CONSIGNE 1: Indiquez si chacune des affirmations suivantes concorde avec le document : (a) la hausse du PIB d'Afrique subsaharienne en 2016 a été de 1,3 % ; (b) la progression démographique moyenne citée est d'environ 5 % par an ; (c) le revenu par tête a progressé de plus de 40 % depuis le début du siècle. Répondez par oui ou par non et citez à l'identique les mots décisifs du document.
CONSIGNE 2: Recopiez à l'identique les rangées ci-dessous, de la ligne qui contient « locate bride's arm -- one point per instance » jusqu'à la dernière ligne des rangées, ces deux limites comprises.

DOCUMENT:
Croissance économique en Afrique subsaharienne : l’heure de vérité

Croissance économique en Afrique subsaharienne : l’heure de vérité

Selon le récent rapport de la Banque Mondiale, la hausse du Produit Intérieur Brut(PIB) d’Afrique subsaharienne a été de 1,3% seulement en 2016, son plus mauvais score depuis 2000. Si la croissance de 2,6% se confirme pour 2017, le PIB par tête aura diminué pour la deuxième année consécutive. Au vu de ce faux pas, après une série gagnante d’une quinzaine d’années, assiste-t-on à une simple pause ou à un changement de cycle ?

Le panorama de l’Afrique subsaharienne en ce début 2017 affiche en effet de multiples progrès mais aussi des ombres menaçantes.

Les bonnes nouvelles sont nombreuses. On note d’abord une croissance record de près de 5% par an en moyenne sur la période 2000/2014. Même en tenant compte d’une lourde progression démographique de près de 2,6% par an en moyenne, le revenu par tête a  progressé de plus de 40% depuis le début du siècle et cette évolution a touché à des degrés divers la plupart des pays. Surtout, cette hausse a d’autres bases que celles qui avaient conduit aux précédentes « vingt glorieuses » 1960/1980. La poussée des prix des matières premières –pétrole, mines, produits agricoles de rente- avait été le soutien fondamental de cette première période et est restée une cause exogène importante. Mais celle-ci s’appuie aussi sur au moins trois autres piliers endogènes: des investissements de grande ampleur en infrastructures ; un développement accéléré des services et du commerce, et notamment de quelques secteurs modernes comme les banques et les télécommunications ; une croissance régulière du secteur primaire sous l’effet de la progression démographique et de la hausse du niveau de vie.

DONNÉES DE L'EXERCICE:

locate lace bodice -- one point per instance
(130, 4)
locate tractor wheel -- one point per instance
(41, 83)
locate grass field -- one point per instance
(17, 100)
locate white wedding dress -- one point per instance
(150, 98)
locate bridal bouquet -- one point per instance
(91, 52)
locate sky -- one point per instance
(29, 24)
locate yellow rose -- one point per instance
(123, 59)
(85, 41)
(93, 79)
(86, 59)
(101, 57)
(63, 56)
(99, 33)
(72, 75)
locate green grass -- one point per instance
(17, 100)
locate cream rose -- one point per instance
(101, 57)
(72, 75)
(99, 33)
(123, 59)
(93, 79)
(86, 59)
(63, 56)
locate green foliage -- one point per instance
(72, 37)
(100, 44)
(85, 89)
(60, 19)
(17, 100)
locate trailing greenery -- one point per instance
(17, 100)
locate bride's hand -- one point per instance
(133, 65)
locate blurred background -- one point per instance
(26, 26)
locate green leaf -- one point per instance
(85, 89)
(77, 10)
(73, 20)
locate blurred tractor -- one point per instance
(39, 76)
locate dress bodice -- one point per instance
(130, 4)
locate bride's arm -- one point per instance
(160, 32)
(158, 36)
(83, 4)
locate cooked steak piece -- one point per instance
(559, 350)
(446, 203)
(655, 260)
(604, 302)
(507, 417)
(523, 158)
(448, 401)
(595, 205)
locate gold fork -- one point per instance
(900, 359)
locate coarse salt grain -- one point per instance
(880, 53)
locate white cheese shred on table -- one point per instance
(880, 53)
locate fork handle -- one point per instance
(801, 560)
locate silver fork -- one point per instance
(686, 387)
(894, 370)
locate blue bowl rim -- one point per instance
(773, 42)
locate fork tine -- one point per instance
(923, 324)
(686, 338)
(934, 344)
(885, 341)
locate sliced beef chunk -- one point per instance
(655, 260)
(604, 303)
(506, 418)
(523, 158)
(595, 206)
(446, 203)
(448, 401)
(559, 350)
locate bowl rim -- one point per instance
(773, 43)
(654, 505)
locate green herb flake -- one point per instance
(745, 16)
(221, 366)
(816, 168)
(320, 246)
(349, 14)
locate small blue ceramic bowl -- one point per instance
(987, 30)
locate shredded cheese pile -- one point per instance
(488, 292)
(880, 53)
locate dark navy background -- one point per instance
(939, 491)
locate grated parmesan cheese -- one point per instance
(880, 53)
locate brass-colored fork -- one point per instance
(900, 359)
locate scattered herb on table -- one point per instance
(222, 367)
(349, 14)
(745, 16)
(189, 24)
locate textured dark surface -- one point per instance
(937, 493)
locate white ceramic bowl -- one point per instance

SOLUTION RÉDIGÉE 1:
(a) Oui : « la hausse du Produit Intérieur Brut(PIB) d’Afrique subsaharienne a été de 1,3% seulement en 2016 ».
(b) Non : « une lourde progression démographique de près de 2,6% par an en moyenne ».
(c) Oui : « de plus de 40% depuis le début du siècle ».

SOLUTION RÉDIGÉE 2:
locate bride's arm -- one point per instance
(160, 32)
(158, 36)
(83, 4)
locate cooked steak piece -- one point per instance
(559, 350)
(446, 203)
(655, 260)
(604, 302)
(507, 417)
(523, 158)
(448, 401)
(595, 205)
locate gold fork -- one point per instance
(900, 359)
locate coarse salt grain -- one point per instance
(880, 53)
locate white cheese shred on table -- one point per instance
(880, 53)
locate fork handle -- one point per instance
(801, 560)
locate silver fork -- one point per instance
(686, 387)
(894, 370)
locate blue bowl rim -- one point per instance
(773, 42)
locate fork tine -- one point per instance
(923, 324)
(686, 338)
(934, 344)
(885, 341)
locate sliced beef chunk -- one point per instance
(655, 260)
(604, 303)
(506, 418)
(523, 158)
(595, 206)
(446, 203)
(448, 401)
(559, 350)
locate bowl rim -- one point per instance
(773, 43)
(654, 505)
locate green herb flake -- one point per instance
(745, 16)
(221, 366)
(816, 168)
(320, 246)
(349, 14)
locate small blue ceramic bowl -- one point per instance
(987, 30)
locate shredded cheese pile -- one point per instance
(488, 292)
(880, 53)
locate dark navy background -- one point per instance
(939, 491)
locate grated parmesan cheese -- one point per instance
(880, 53)
locate brass-colored fork -- one point per instance
(900, 359)
locate scattered herb on table -- one point per instance
(222, 367)
(349, 14)
(745, 16)
(189, 24)
locate textured dark surface -- one point per instance
(937, 493)
locate white ceramic bowl -- one point per instance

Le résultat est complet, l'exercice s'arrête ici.